BEGIN Entries shown
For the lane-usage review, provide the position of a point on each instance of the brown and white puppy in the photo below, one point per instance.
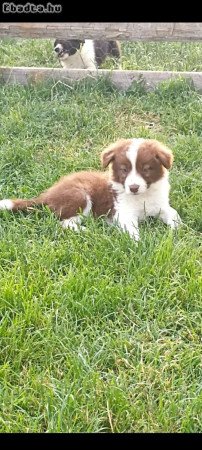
(85, 54)
(136, 186)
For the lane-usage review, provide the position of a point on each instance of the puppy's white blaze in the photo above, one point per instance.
(6, 204)
(88, 207)
(133, 176)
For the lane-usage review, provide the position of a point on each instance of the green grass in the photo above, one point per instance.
(98, 334)
(182, 56)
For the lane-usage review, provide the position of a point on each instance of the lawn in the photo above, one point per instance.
(98, 333)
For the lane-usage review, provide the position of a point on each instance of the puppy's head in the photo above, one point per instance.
(137, 163)
(65, 48)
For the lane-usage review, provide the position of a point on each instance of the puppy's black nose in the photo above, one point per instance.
(134, 188)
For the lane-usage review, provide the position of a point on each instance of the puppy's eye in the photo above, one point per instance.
(147, 168)
(124, 170)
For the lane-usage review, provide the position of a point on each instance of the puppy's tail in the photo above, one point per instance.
(19, 204)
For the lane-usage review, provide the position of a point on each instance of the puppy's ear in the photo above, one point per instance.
(164, 155)
(108, 155)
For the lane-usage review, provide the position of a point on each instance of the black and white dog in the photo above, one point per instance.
(85, 54)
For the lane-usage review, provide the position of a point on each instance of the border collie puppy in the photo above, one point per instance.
(136, 186)
(85, 54)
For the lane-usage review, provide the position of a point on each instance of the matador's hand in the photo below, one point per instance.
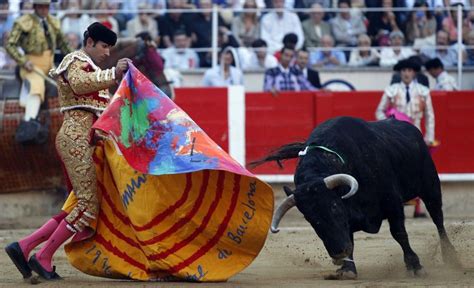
(121, 68)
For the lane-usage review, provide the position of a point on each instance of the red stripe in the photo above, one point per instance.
(220, 231)
(108, 246)
(187, 218)
(117, 233)
(170, 210)
(212, 208)
(156, 220)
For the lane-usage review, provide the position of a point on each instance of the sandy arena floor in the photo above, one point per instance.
(295, 257)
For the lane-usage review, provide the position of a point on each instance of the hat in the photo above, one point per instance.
(42, 2)
(99, 32)
(434, 63)
(407, 64)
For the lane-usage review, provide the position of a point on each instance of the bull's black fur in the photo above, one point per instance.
(392, 165)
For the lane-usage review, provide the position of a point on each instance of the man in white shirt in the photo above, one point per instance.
(389, 56)
(180, 56)
(444, 81)
(275, 25)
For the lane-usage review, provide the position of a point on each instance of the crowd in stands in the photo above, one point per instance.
(257, 37)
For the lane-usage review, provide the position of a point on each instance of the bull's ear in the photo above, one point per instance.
(288, 191)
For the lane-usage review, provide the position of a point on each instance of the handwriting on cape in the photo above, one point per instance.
(237, 234)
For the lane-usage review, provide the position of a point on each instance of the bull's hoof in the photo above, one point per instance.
(417, 273)
(342, 275)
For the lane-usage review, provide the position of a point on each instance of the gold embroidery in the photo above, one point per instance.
(72, 143)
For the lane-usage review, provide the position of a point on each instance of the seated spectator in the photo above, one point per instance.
(225, 74)
(448, 54)
(421, 26)
(6, 19)
(259, 57)
(169, 23)
(180, 56)
(364, 55)
(72, 22)
(290, 40)
(329, 57)
(105, 18)
(246, 27)
(449, 24)
(74, 40)
(381, 24)
(314, 28)
(302, 60)
(201, 32)
(444, 81)
(6, 62)
(275, 25)
(345, 27)
(416, 63)
(143, 22)
(470, 51)
(285, 77)
(389, 56)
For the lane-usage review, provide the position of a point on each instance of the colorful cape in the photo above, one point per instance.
(174, 205)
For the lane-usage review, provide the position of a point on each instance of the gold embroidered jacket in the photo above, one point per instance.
(28, 34)
(81, 84)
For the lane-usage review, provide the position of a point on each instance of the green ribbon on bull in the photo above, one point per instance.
(302, 153)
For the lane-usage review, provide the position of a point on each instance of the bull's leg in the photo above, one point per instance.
(348, 270)
(447, 249)
(397, 228)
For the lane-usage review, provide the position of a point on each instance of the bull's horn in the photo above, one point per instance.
(281, 211)
(342, 179)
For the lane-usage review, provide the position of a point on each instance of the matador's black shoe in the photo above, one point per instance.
(36, 266)
(16, 255)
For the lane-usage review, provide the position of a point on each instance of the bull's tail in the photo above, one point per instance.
(285, 152)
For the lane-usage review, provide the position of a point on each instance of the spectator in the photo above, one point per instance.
(180, 56)
(172, 22)
(6, 20)
(290, 40)
(72, 22)
(201, 32)
(227, 73)
(449, 24)
(246, 27)
(410, 98)
(446, 53)
(364, 55)
(329, 57)
(143, 22)
(6, 62)
(275, 25)
(389, 56)
(421, 26)
(105, 18)
(416, 62)
(444, 81)
(345, 27)
(470, 50)
(381, 24)
(314, 28)
(284, 77)
(74, 40)
(260, 58)
(302, 60)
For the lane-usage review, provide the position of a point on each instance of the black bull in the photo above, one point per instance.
(385, 164)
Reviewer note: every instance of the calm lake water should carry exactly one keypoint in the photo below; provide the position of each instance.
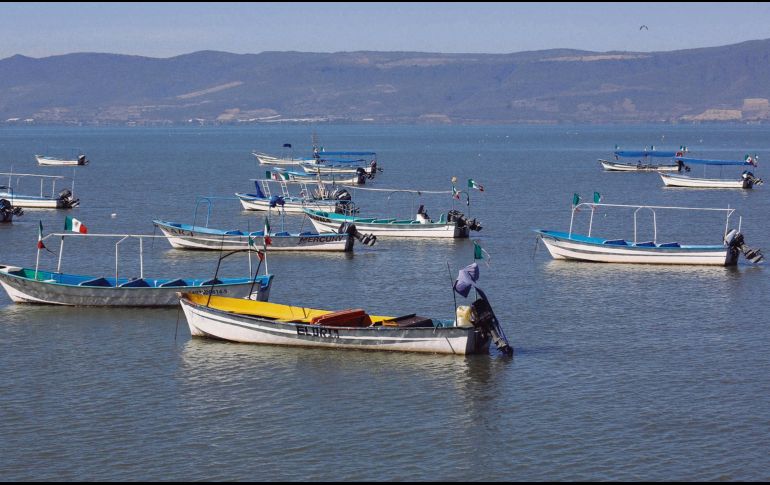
(621, 372)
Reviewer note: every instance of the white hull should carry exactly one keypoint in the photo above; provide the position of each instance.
(208, 322)
(265, 159)
(396, 230)
(635, 167)
(41, 160)
(685, 181)
(29, 291)
(187, 239)
(290, 207)
(32, 202)
(577, 250)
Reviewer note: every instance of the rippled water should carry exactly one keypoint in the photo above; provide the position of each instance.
(621, 372)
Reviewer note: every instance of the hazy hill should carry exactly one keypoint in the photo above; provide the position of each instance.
(720, 83)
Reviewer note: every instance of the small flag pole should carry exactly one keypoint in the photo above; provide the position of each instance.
(61, 251)
(454, 297)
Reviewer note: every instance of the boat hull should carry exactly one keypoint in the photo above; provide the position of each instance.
(265, 159)
(693, 182)
(209, 322)
(35, 202)
(637, 167)
(439, 230)
(188, 237)
(41, 160)
(582, 249)
(249, 202)
(29, 290)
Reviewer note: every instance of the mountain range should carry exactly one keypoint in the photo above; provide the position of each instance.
(729, 83)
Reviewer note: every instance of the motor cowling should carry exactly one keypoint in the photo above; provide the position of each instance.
(749, 180)
(736, 242)
(461, 221)
(348, 228)
(484, 319)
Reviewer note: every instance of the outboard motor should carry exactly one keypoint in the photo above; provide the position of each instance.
(66, 199)
(749, 180)
(735, 241)
(340, 194)
(483, 318)
(461, 221)
(345, 207)
(367, 239)
(7, 211)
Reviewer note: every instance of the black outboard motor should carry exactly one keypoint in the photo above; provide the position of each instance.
(749, 180)
(735, 241)
(483, 318)
(7, 211)
(462, 221)
(367, 239)
(65, 197)
(340, 194)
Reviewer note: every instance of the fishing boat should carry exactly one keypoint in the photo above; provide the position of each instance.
(264, 199)
(33, 285)
(185, 236)
(54, 161)
(202, 237)
(285, 158)
(275, 324)
(63, 200)
(585, 247)
(452, 224)
(644, 162)
(283, 174)
(746, 180)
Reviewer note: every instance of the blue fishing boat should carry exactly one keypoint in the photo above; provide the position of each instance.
(745, 180)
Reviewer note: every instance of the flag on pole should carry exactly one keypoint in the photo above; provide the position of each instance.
(40, 244)
(268, 239)
(473, 185)
(74, 225)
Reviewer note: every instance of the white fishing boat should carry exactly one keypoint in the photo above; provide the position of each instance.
(274, 324)
(644, 161)
(185, 236)
(282, 174)
(33, 285)
(585, 247)
(54, 161)
(320, 197)
(64, 199)
(452, 224)
(746, 180)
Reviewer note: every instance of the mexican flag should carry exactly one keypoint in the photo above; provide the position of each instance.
(473, 185)
(74, 225)
(40, 244)
(268, 239)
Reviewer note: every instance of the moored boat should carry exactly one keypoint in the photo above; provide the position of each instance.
(34, 285)
(585, 247)
(274, 324)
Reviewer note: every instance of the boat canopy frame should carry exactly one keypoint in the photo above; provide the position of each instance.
(575, 208)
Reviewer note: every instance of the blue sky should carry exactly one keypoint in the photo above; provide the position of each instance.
END Entries shown
An exact copy of the entries above is needed, with the pictures removed.

-- Task answer --
For the lane-usage review, provide the position of a point on each instance of the brown and white puppy in the photo below, one point per instance.
(85, 54)
(136, 186)
For the lane-usage review, provide the position of a point on each instance of the puppy's white blaze in the photo above, one point per instance.
(6, 204)
(88, 207)
(133, 176)
For the lane-usage review, provide the position of a point on each instance of the green grass in the photo above, one point per instance.
(98, 334)
(182, 56)
For the lane-usage review, provide the position of a point on each instance of the lawn in the photo above, one point per instance.
(98, 333)
For the lane-usage review, provide the position of a point on each instance of the puppy's head in the photo above, one point per instance.
(137, 163)
(65, 48)
For the lane-usage review, provide the position of a point on each instance of the puppy's black nose in the photo above, one point per instance.
(134, 188)
For the lane-usage review, provide the position of a point on each instance of the puppy's eye in the photo above, one point per instance.
(147, 168)
(124, 170)
For the lane-usage review, provide the position of a point on each instance of the puppy's tail in the photo above, one point per instance.
(19, 204)
For the lane-usage review, provide the position of a point on each instance of the puppy's ear in the photo above, one point per instance.
(164, 155)
(108, 155)
For the lane-usage review, provide the position of a point on each instance of the black and white dog in the photo above, one point per instance.
(85, 54)
For the lane-usage review, provide the position of a point on each instance of the border collie puppy in the photo above, one point per instance.
(136, 186)
(85, 54)
For the lane-usage review, provide the position of a point on each instance of the matador's hand in the photo below, one point per instance.
(121, 68)
For the lane-usage review, provide the position of a point on each instance of the red stripe in the photo above, one point per instance.
(220, 231)
(108, 246)
(187, 218)
(117, 233)
(170, 210)
(212, 208)
(156, 220)
For the lane-usage review, provide the position of a point on each instance of the sandy arena floor in the photo above, one point per instance.
(295, 257)
For the lane-usage review, provide the position of a point on each instance of the hat in the photo above, one point per instance.
(42, 2)
(99, 32)
(434, 63)
(407, 64)
For the lane-usage review, provide the position of a point on each instance of the bull's black fur in the photo above, one point per instance.
(392, 165)
For the lane-usage review, provide the position of a point on each instance of the man in white shirt in the photo above, one point per instance.
(389, 56)
(180, 56)
(444, 81)
(275, 25)
For the lane-usage review, provide the position of a point on each instance of the crowd in stands in the photo above, one point per instance.
(257, 37)
For the lane-usage review, provide the position of a point on each instance of the bull's ear in the photo above, one point per instance.
(288, 191)
For the lane-usage review, provide the position of a point on each instance of the handwriting on cape in the photo above, one point per instance.
(237, 234)
For the lane-usage review, provide the position of a point on each instance of the bull's hoof in the photo above, one point per instance.
(417, 273)
(342, 275)
For the lane-usage review, provide the position of a point on each instance of the gold embroidery in the photo above, one point per instance.
(72, 143)
For the lane-usage review, provide the position of a point on each instance of the seated spectator in the photo above, one point per instance.
(225, 74)
(448, 54)
(421, 26)
(6, 19)
(259, 57)
(169, 23)
(180, 56)
(364, 55)
(72, 22)
(290, 40)
(329, 57)
(105, 18)
(246, 27)
(449, 24)
(74, 40)
(381, 24)
(314, 28)
(302, 60)
(201, 32)
(444, 81)
(6, 62)
(275, 25)
(345, 27)
(416, 63)
(143, 22)
(470, 51)
(285, 77)
(389, 56)
For the lane-usage review, provide the position of a point on each instance of the colorful cape in the photo above, one point per instance.
(174, 205)
For the lane-usage review, provide the position of a point on each instance of the gold embroidered jacket in the photo above, one point per instance.
(28, 34)
(81, 84)
For the lane-usage review, provide the position of a point on each instance of the green ribbon on bull in the photo above, one point per instance.
(302, 153)
For the lane-usage review, provide the position of a point on each instance of the bull's leg in the photo above, one point per instance.
(348, 270)
(447, 249)
(397, 228)
For the lane-usage review, provide the position of a point on each instance of the bull's horn in the photo above, one point per instance.
(281, 211)
(342, 179)
For the lane-usage review, provide the position of a point on each instance of the matador's black shoe in the photo above, one point per instance.
(36, 266)
(16, 255)
For the lane-usage review, provide the position of a point on each instance of the bull's tail in the photo above, one point per instance.
(285, 152)
For the lane-usage review, provide the position of a point on each instance of the spectator in the photo above, one point per instance.
(180, 56)
(172, 22)
(6, 20)
(290, 40)
(72, 22)
(201, 32)
(227, 73)
(449, 24)
(246, 27)
(410, 98)
(446, 53)
(364, 55)
(329, 57)
(143, 22)
(6, 62)
(275, 25)
(389, 56)
(421, 26)
(105, 18)
(416, 62)
(444, 81)
(345, 27)
(470, 50)
(381, 24)
(314, 28)
(284, 77)
(74, 40)
(260, 58)
(302, 60)
For the lane-usage review, provide the position of a point on each instance of the black bull in the photo above, one point per instance.
(385, 164)
Reviewer note: every instance of the calm lake water should carry exactly one keypoint in the photo below; provide the position of each instance.
(621, 372)
Reviewer note: every instance of the white hull should carry exactly one keypoint in the photo above; provide the position of each instance.
(208, 322)
(265, 159)
(396, 230)
(635, 167)
(41, 160)
(685, 181)
(29, 291)
(187, 239)
(290, 207)
(32, 202)
(577, 250)
Reviewer note: every instance of the rippled water should carry exactly one keypoint in the photo above; provide the position of each instance.
(621, 372)
Reviewer note: every instance of the hazy hill should carry exactly one keypoint in the photo above; provide the position of each instance.
(720, 83)
Reviewer note: every instance of the small flag pole should carry exactly one keypoint in the photo above; provide the position of each instance.
(61, 251)
(454, 297)
Reviewer note: every instance of the boat hull should carry exactly one keypoint in the photo above; provide the position of each instance.
(265, 159)
(693, 182)
(209, 322)
(35, 202)
(637, 167)
(439, 230)
(188, 237)
(41, 160)
(582, 249)
(249, 202)
(29, 290)
Reviewer note: every instance of the mountain range should carry exactly one keypoint in the photo above; provide the position of each instance.
(729, 83)
Reviewer note: every instance of the motor cowling should carry exactly one keypoint in the photo above; provide the position of each instance.
(749, 180)
(736, 242)
(461, 221)
(348, 228)
(484, 319)
Reviewer note: every instance of the outboard motor should carry exactly one keypoint in the photo above; provide the position of each instance.
(66, 199)
(749, 180)
(735, 241)
(340, 194)
(483, 318)
(461, 221)
(345, 207)
(367, 239)
(7, 211)
Reviewer note: every instance of the black outboard motor should carry exactly one keypoint in the photo above; provide the position of each instance.
(749, 180)
(735, 241)
(483, 318)
(7, 211)
(462, 221)
(367, 239)
(65, 197)
(340, 194)
Reviewer note: every instance of the fishing boat should carry exactly one keypoint in the photo above; provide the position of each instance.
(264, 199)
(33, 285)
(185, 236)
(54, 161)
(202, 237)
(285, 158)
(275, 324)
(63, 200)
(585, 247)
(452, 224)
(644, 162)
(283, 174)
(746, 180)
Reviewer note: every instance of the blue fishing boat should carry exactly one keypoint in the photo above; provide the position of each instance.
(745, 180)
Reviewer note: every instance of the flag on pole should carry exactly one keypoint in the photo above; provide the position of each instance.
(40, 244)
(268, 239)
(473, 185)
(74, 225)
Reviewer note: every instance of the white fishing boat should carry exactly one keypoint in the photo above; provide the position of each instance.
(274, 324)
(644, 161)
(185, 236)
(282, 174)
(33, 285)
(585, 247)
(54, 161)
(320, 197)
(64, 199)
(452, 224)
(746, 180)
Reviewer note: every instance of the mexican flag should carry exactly one keypoint in the photo above; provide the position of each instance.
(473, 185)
(74, 225)
(40, 244)
(268, 239)
Reviewer note: every instance of the moored boat should carry exactly one keypoint in the photo above; provide the position of each instance.
(34, 285)
(585, 247)
(274, 324)
Reviewer note: every instance of the boat canopy frame should carry exactly one keypoint in the photo above; provide the position of each instance.
(575, 208)
Reviewer note: every instance of the blue sky should carry exactly one keypoint in the photo above; provide the position of each instance.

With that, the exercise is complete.